Leave out every picture, then transcribe the rest of the listing exactly.
>> Begin Material for this task
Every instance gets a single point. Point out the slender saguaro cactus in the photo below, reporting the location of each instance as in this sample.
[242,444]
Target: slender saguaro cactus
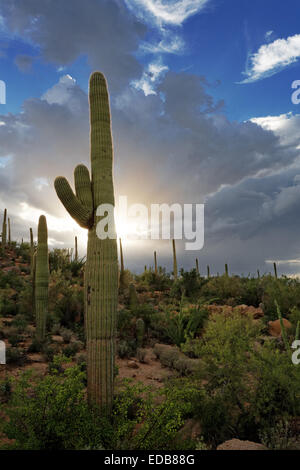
[4,229]
[155,263]
[275,270]
[76,249]
[174,260]
[31,251]
[9,232]
[140,332]
[122,271]
[101,270]
[41,285]
[197,266]
[226,269]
>> End Material for this task
**Answer:**
Every instance gets a single point. Point out the slender saguaro cactus in the photo below, reporting the location of each instance as in this sample.
[242,444]
Target: slender saguaro cactus
[4,229]
[155,263]
[275,270]
[76,249]
[174,260]
[31,251]
[9,232]
[140,332]
[122,271]
[101,270]
[41,285]
[197,266]
[226,269]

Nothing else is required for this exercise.